--- What to do ---
Print the entries below in their entirety, exactly as they are written.

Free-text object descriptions
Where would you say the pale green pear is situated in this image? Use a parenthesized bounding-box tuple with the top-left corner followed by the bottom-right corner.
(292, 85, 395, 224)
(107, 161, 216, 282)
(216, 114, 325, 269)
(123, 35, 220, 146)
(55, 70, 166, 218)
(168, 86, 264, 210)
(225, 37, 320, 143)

--- Output of the task ---
Where would you say the pale green pear is situated in this image? Use a parenthesized bounding-box tuple with the top-left corner followed by the bottom-right corner.
(292, 85, 395, 224)
(107, 161, 216, 282)
(216, 114, 325, 269)
(123, 35, 220, 146)
(55, 70, 166, 218)
(168, 86, 264, 210)
(225, 37, 320, 143)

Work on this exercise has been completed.